___ Trecho do texto
Um filme único, que fala da fragilidade insuspeita em todos nós.

segunda-feira, 19 de maio de 2014

Sob a Pele


“Sob a Pele”- “Under the Skin” Reino Unido, 2013
Direção: Jonathan Glazer


Nossa pele nos cobre e nos veste. Debaixo dela somos todos semelhantes mas as aparências dadas pelos contornos e cor da pele, olhos e cabelos nos diferenciam.
O misterioso filme “Sob a Pele”, brinca com a idéia da pele como cobertura ou disfarce.
Um ser, vindo de uma estrela ou planeta longinquos, aparece por aqui, como uma luz intensa e se veste com uma pele humana, ou um simulacro dela e toma a forma de uma mulher bela e sedutora.
Scarlett Johansson, talentosa e única, parece ser uma linda mulher mas as aparências enganam. Ela é aquele ser que veio de um lugar distante.
______
___ Informações
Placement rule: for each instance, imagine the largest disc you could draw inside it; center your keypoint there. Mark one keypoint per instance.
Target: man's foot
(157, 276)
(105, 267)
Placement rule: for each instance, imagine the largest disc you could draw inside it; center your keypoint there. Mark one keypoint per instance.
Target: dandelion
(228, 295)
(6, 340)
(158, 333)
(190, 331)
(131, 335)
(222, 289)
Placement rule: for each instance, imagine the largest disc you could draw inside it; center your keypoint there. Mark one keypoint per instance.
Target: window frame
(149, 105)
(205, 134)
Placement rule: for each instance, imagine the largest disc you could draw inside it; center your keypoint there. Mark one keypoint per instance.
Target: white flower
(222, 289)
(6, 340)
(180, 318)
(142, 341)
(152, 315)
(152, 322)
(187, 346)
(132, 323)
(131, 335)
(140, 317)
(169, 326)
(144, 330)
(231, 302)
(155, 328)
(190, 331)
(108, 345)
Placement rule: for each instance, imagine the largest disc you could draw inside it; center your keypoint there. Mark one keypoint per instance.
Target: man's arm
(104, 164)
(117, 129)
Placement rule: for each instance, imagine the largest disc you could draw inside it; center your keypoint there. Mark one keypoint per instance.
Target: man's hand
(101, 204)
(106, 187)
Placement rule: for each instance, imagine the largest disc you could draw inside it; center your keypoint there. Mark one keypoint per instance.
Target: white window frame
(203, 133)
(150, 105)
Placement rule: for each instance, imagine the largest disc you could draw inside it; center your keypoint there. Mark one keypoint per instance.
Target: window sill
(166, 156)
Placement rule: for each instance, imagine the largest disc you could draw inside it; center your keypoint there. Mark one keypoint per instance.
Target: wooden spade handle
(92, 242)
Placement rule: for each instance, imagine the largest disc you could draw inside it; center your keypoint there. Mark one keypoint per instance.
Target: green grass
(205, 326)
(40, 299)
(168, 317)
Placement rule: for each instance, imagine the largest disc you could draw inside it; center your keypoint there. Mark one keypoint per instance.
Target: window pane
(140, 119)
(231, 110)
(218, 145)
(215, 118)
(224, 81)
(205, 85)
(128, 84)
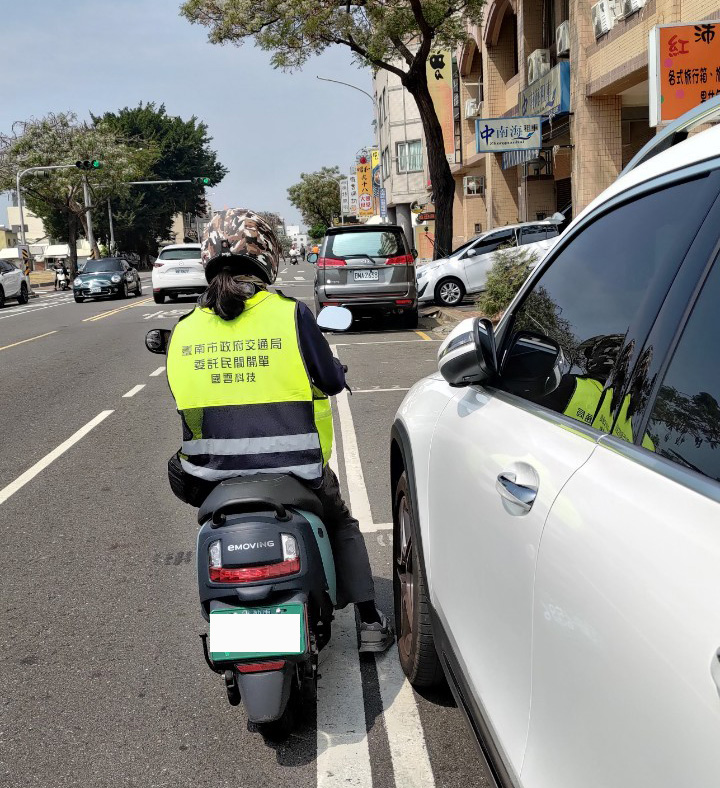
______
Lista de tarefas -
[1] Segundo o texto sobre o filme “Sob a Pele”, quem assina a direção do filme?
[2] Dê continuidade ao texto sobre o filme “Sob a Pele” a partir da última frase apresentada.

Problemas resolvidos -
[1] Jonathan Glazer.

[2]
Nas ruas e estradas da Escócia ela caça suas presas, homens solitários, enfeitiçados com a boca vermelha, os olhos claros, cabeleira escura e pele branca. O corpo escultural está semi-coberto por um casaco de pele barato.
Aquele furgão branco que ela dirige, pára muitas vêzes para recolher homens que vão segui-la para um lugar que será fatal para eles.
Mas por que ela faz isso? Não há nenhuma explicação. É uma predadora de homens que querem sexo com uma bela mulher anônima. Mas, também estranhamente, ela só aceita destruir solitários sem família.
Até que se depara com um homem que parece ter saido de um quadro de Francis Bacon. Com ele, ela começa a tocar e a se deixar ser tocada. E ele é o único que será poupado.
A partir daí, parece que ela fica seduzida pelo toque de uma outra pele. Experimenta sensações humanas pela primeira vez.
A bela, que não se sabe bela, olha-se no espelho e se admira com o que vê. Suas curvas atraentes, detalhadas pela câmara, são vistas e admiradas pelo ser que habita aquela pele.
E parece que vai querer experimentar também o que todos aqueles homens queriam e não tiveram.
E isso vai ser o seu fim.
O final faz lembrar das feiticeiras da Idade Média e seu triste destino.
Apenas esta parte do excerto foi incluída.